## Start
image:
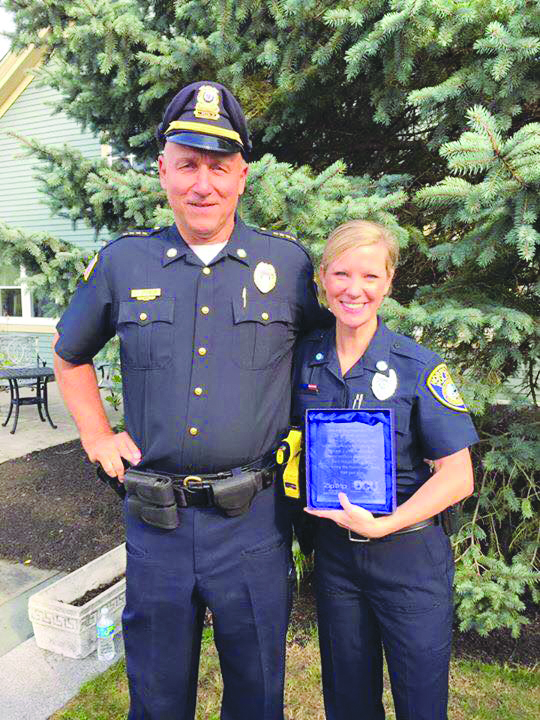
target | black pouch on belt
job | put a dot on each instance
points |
(150, 497)
(234, 495)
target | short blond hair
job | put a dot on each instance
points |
(356, 233)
## End
#### PROMPT
Copy every record above word for word, leaving out the pictures.

#### EXERCISE SOLUTION
image:
target | black pouch on belt
job | put a dot on each instance
points |
(150, 497)
(234, 495)
target | short blond hair
job | put a dot on each instance
points |
(356, 233)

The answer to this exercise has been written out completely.